-- START --

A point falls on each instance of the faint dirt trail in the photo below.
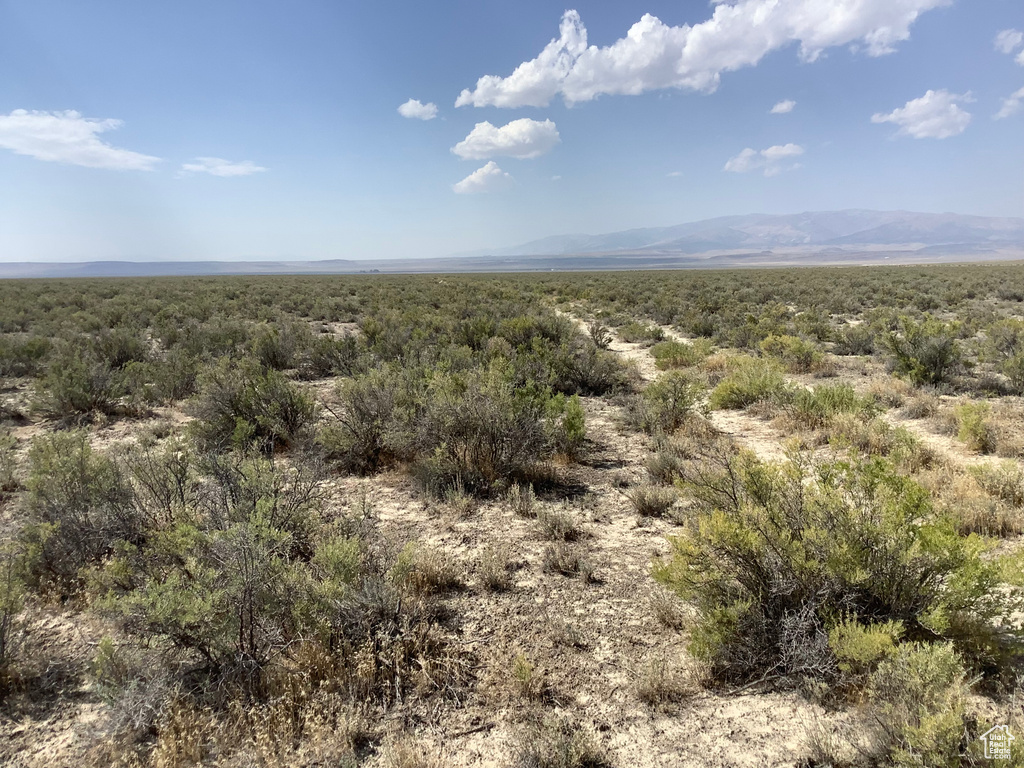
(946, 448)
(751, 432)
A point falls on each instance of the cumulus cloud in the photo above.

-- END --
-- START --

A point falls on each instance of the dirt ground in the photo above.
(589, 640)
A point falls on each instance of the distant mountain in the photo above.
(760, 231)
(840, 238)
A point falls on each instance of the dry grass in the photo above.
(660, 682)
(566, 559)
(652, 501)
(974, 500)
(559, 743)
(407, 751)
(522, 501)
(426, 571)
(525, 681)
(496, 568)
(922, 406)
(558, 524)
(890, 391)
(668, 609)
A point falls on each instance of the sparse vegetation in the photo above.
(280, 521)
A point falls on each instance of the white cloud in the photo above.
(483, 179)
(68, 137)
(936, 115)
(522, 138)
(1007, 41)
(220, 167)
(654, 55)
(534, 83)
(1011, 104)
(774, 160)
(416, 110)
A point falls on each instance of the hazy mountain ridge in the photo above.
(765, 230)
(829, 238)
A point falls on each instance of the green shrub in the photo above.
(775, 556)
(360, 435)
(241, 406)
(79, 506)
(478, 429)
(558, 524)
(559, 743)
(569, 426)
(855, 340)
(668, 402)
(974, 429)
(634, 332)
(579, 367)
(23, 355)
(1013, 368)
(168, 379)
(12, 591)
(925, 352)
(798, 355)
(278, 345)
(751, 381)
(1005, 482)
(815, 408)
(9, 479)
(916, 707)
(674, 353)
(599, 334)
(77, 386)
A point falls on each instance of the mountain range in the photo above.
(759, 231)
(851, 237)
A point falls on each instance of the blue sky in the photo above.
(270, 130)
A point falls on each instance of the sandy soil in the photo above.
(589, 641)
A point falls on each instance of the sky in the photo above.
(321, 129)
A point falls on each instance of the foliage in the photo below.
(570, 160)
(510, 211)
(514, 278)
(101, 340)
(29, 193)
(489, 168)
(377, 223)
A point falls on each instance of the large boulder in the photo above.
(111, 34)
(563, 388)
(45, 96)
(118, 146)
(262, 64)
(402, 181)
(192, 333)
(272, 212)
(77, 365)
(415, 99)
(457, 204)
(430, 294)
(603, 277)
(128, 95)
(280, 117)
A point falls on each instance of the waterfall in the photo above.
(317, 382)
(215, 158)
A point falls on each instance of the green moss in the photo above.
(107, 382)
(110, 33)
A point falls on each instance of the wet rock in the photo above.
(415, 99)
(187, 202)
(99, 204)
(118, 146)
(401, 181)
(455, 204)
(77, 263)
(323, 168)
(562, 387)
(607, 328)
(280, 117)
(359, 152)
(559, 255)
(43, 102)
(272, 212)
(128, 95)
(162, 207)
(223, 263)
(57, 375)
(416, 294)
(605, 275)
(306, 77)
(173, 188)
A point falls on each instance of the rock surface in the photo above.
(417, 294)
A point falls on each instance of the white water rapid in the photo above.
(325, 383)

-- END --

▶ Given instruction: Carry over every line from the one containing "A point falls on each instance of the faint" down to the one containing "A point falls on each instance of the cumulus", both included, keeping the wording of each item and adding 52 to every coordinate in the points. Leave the pictures out.

▶ Solution for this problem:
A point falls on each instance of the faint dirt trail in the photo below.
(998, 500)
(803, 484)
A point falls on each instance of the cumulus cloud in the photo above.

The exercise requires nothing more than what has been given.